* Extrait du document *
Quelles sont les applications concrètes du modèle de Tuckman en management et motivation des équipes ?
Lorsque le succès d’un projet dépend de la cohésion des équipes, il est important de s’assurer que celles-ci fonctionnent de manière optimale. Dans un contexte professionnel, comment tirer profit du modèle de Tuckman ? Quelles sont ses applications possibles ?
Mieux comprendre et anticiper les étapes
Si les cinq étapes du modèle de Tuckman ne sont pas une réalité absolue pour toutes les équipes, elles fournissent néanmoins une structure théorique à laquelle se référer. Ainsi, savoir que les tensions de l'étape Storming sont normales et temporaires peut aider à traverser une phase de conflits plus sereinement. De même, être capable de repérer les signaux de passage à l’étape de Normalisation permet d'ajuster son management et d’identifier le bon moment pour donner plus d’autonomie à son équipe.
Adapter son style de management
Les cinq étapes du modèle fournissent un cadre, un guide pour les managers en charge d’une équipe. Ces derniers sont ainsi invités à se montrer directifs dans les débuts de la formation de l’équipe (Forming), puis à être plus souples et à déléguer plus de tâches au fil du temps.
La phase de conflits (Storming) invite quant à elle à intervenir pour éviter tout enlisement, tandis que la phase de Normalisation pousse à responsabiliser et à faire confiance lorsque l’équipe se structure. Par la suite, la phase de Performance doit inciter les managers à laisser leurs équipes autonomes, tout en restant disponibles.
Utiliser le modèle comme outil de diagnostic
Le modèle de Tuckman fournit une grille qui permet d'observer son équipe et de situer son niveau d'évolution. A quelle étape se situe-t-elle ? Comment l’aider à passer au niveau “supérieur” ? Comment, en tant que manager, doit-on adapter son comportement pour obtenir une performance optimale de son équipe ?
Le modèle permet également d’identifier les éventuels points de blocage, ainsi que les leviers de progression. On peut le partager avec les membres de son équipe, pour leur offrir la possibilité de s'auto-diagnostiquer et d'adapter leurs propres comportements en conséquence.
Ne pas recourir au modèle de façon rigide
Le modèle est un outil qu’il convient d’utiliser de manière souple. Il est donc nécessaire de l’adapter au contexte professionnel et au type d’équipe (est-elle grande, petite, s’agit-il d’une équipe projet, les membres sont-ils à distance les uns des autres ou se voient-ils tous les jours, etc). On peut également l’associer à des grilles de lecture complémentaires, pour enrichir son analyse.
Enfin, attention au caractère prescriptif de ce modèle : s’il est positif de s’en inspirer pour identifier des éléments de compréhension et trouver des solutions, il est vain de chercher à y coller parfaitement. Nous l’avons vu, les cinq étapes du modèle de Tuckman sont des théories, et ne reflètent pas nécessairement la réalité vécue par chaque équipe. C’est donc au management d’en retirer les éléments dont il peut bénéficier.

* Liste des activités *
**1)** Répondez aux questions suivantes à partir du passage sur le modèle de Tuckman.
(a) Quelle attitude le manager est-il invité à adopter dans les débuts de la formation de l'équipe (Forming) ?
(b) Avec qui peut-on partager le modèle, et dans quel but ?
(c) À quoi peut-on associer le modèle pour enrichir son analyse ?
**2)** Dans le passage sur le modèle de Tuckman, réécrivez la partie comprise entre « Utiliser le modèle » et « son équipe ? » inclus, en substituant « évaluer » à « observer ».

* Entrées du jeu de données *
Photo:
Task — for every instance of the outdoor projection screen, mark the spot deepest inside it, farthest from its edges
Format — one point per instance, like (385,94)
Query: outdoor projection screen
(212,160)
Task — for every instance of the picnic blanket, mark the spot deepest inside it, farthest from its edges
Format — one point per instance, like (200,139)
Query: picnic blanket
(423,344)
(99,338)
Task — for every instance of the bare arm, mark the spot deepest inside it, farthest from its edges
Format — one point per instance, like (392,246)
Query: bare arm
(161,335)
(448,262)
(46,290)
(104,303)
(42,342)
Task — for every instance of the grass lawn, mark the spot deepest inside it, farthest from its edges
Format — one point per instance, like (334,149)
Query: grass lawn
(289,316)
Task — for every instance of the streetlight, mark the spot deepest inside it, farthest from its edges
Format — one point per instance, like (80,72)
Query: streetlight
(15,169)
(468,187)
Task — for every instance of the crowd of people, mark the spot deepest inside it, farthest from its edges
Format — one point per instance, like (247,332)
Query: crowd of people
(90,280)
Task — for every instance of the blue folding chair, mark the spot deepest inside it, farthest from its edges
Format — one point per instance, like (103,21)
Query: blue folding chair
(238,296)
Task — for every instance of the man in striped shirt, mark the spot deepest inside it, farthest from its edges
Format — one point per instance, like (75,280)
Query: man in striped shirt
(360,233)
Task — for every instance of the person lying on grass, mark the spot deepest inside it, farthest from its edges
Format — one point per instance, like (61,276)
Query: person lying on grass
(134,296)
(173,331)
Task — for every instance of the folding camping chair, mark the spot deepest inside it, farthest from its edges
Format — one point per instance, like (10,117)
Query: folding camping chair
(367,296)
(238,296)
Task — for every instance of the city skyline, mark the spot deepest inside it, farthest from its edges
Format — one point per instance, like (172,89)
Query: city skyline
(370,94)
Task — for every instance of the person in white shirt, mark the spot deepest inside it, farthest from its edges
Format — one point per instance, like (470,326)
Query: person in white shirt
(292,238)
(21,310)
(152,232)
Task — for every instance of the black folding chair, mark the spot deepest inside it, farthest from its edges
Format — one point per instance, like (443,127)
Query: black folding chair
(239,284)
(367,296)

* Corrigé des activités *
**1)**
(a) Il est invité à se montrer directif.
(b) Avec les membres de son équipe, pour leur offrir la possibilité de s'auto-diagnostiquer et d'adapter leurs propres comportements en conséquence.
(c) À des grilles de lecture complémentaires.

**2)**
Utiliser le modèle comme outil de diagnostic
Le modèle de Tuckman fournit une grille qui permet d'évaluer son équipe et de situer son niveau d'évolution. A quelle étape se situe-t-elle ? Comment l’aider à passer au niveau “supérieur” ? Comment, en tant que manager, doit-on adapter son comportement pour obtenir une performance optimale de son équipe ?